AVAILABLE DATA:
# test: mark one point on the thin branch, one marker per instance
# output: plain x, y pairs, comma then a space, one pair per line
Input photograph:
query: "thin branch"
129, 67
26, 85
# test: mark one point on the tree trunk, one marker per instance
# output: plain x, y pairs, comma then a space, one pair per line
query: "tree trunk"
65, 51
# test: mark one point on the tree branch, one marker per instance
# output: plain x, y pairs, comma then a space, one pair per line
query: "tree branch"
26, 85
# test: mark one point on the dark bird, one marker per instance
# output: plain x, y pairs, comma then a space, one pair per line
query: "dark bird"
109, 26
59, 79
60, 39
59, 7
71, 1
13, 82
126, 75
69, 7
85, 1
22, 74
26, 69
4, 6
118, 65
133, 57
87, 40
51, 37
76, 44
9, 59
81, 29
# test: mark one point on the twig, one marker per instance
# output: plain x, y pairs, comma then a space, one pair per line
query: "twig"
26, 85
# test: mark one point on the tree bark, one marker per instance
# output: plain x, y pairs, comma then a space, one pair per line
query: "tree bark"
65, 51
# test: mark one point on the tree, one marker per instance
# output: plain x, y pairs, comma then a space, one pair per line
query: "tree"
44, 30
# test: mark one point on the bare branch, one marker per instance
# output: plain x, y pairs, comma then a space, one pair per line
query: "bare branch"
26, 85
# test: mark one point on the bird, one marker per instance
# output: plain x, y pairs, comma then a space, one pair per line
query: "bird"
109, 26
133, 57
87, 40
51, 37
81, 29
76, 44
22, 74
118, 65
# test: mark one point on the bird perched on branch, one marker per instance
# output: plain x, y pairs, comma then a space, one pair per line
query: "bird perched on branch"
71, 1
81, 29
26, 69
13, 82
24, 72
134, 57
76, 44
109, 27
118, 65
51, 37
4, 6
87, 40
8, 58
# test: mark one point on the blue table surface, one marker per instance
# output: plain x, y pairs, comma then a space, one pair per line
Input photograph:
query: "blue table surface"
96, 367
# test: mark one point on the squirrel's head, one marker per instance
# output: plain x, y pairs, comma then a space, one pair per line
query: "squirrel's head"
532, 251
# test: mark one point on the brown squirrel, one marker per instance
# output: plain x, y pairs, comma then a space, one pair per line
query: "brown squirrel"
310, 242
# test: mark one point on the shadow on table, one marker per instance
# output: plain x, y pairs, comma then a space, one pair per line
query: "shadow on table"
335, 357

WHAT THIS TASK INVOLVES:
Return each line of the data exactly as written above.

SOLUTION TO THIS TASK:
# test: mark one point on the thin branch, one marker per instance
# output: plain x, y pairs, comma then a space, one pair per line
Input photograph:
query: "thin branch"
129, 67
26, 85
# test: mark one point on the tree trunk, one marker per instance
# output: plain x, y pairs, comma then a space, one pair per line
query: "tree trunk"
65, 51
# test: mark one point on the tree branch, one marker per instance
# output: plain x, y pairs, comma then a space, one pair per line
query: "tree branch"
26, 85
# test: mark one point on the dark bird, one marker per instance
# output: plain x, y pairs, comma then a space, one pair per line
query: "dark bird"
109, 26
59, 79
60, 39
59, 7
71, 1
13, 82
126, 75
69, 7
85, 1
22, 74
26, 69
4, 6
118, 65
133, 57
87, 40
51, 37
76, 44
9, 59
81, 29
# test: mark one point on the twig, one marker per instance
# output: plain x, y pairs, comma then a space, one pair per line
query: "twig"
26, 85
# test: mark one point on the tree bark, one marker per instance
# output: plain x, y pairs, comma then a space, one pair per line
query: "tree bark"
65, 51
# test: mark one point on the tree, one marker per instance
# output: plain x, y pairs, comma then a space, one pair per line
query: "tree"
44, 30
# test: mark one point on the bare branch, one marker per instance
# output: plain x, y pairs, comma then a space, one pair per line
query: "bare branch"
26, 85
# test: mark one point on the bird, one marker per instance
# output: plain x, y pairs, comma then a space, one pair per line
query: "bird"
109, 26
133, 57
87, 40
51, 37
81, 29
76, 44
22, 74
118, 65
# test: mark one point on the bird perched on branch, one marker per instance
# output: plain x, y pairs, comma then a space, one pair per line
query: "bird perched on branch"
71, 1
81, 29
26, 69
13, 82
24, 72
134, 57
76, 44
109, 27
118, 65
51, 37
4, 6
87, 40
8, 58
# test: mark one point on the blue table surface, one marker per instance
# output: plain x, y pairs, comma then a space, one pair per line
Input photograph:
query: "blue table surface"
96, 367
# test: mark one point on the squirrel's head, one marker per instance
# output: plain x, y pairs, comma then a space, one pair per line
query: "squirrel's head"
532, 251
# test: mark one point on the brown squirrel, one marker per instance
# output: plain x, y pairs, comma then a space, one pair per line
query: "brown squirrel"
310, 242
# test: mark one point on the shadow on table, one marker per instance
# output: plain x, y pairs, comma then a space, one pair per line
query: "shadow on table"
335, 357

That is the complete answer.